### Task statement
In the listing below, find the line containing "for the overcast". Write out that line and every line after it to the end, exactly and only those.

----

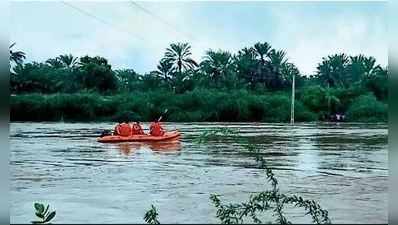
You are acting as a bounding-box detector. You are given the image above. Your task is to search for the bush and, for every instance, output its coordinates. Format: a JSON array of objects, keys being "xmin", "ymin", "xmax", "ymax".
[{"xmin": 347, "ymin": 94, "xmax": 388, "ymax": 122}]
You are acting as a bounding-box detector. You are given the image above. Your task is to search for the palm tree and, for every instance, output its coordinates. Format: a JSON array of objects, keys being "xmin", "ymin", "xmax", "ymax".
[
  {"xmin": 201, "ymin": 50, "xmax": 232, "ymax": 82},
  {"xmin": 57, "ymin": 54, "xmax": 78, "ymax": 68},
  {"xmin": 155, "ymin": 59, "xmax": 173, "ymax": 82},
  {"xmin": 317, "ymin": 54, "xmax": 349, "ymax": 87},
  {"xmin": 281, "ymin": 62, "xmax": 300, "ymax": 86},
  {"xmin": 266, "ymin": 49, "xmax": 287, "ymax": 89},
  {"xmin": 164, "ymin": 43, "xmax": 198, "ymax": 75},
  {"xmin": 254, "ymin": 42, "xmax": 271, "ymax": 65},
  {"xmin": 9, "ymin": 42, "xmax": 26, "ymax": 64},
  {"xmin": 268, "ymin": 49, "xmax": 287, "ymax": 73},
  {"xmin": 46, "ymin": 57, "xmax": 64, "ymax": 69}
]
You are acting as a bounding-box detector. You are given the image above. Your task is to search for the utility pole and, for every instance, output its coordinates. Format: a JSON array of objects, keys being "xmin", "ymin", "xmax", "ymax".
[{"xmin": 290, "ymin": 73, "xmax": 296, "ymax": 124}]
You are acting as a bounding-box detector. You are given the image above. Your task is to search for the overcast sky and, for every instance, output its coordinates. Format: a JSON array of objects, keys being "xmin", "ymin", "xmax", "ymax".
[{"xmin": 10, "ymin": 1, "xmax": 388, "ymax": 74}]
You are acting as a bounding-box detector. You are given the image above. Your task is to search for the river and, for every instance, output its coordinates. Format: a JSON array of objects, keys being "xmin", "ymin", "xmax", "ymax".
[{"xmin": 10, "ymin": 123, "xmax": 388, "ymax": 223}]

----

### Completed exercise
You are acting as a bounding-box detector. You are given the image above. Your task is to search for the overcast sky and, for every instance, output its coordinates. Format: a JSON array of objects, keys being "xmin", "ymin", "xmax", "ymax".
[{"xmin": 10, "ymin": 1, "xmax": 388, "ymax": 74}]
You are acting as a bounding-box detector. You are given the image above. Your task is to search for the river and, for every instance, output its coordinates. Format: a JSON array of objects, keys being "xmin", "ymin", "xmax", "ymax".
[{"xmin": 10, "ymin": 123, "xmax": 388, "ymax": 223}]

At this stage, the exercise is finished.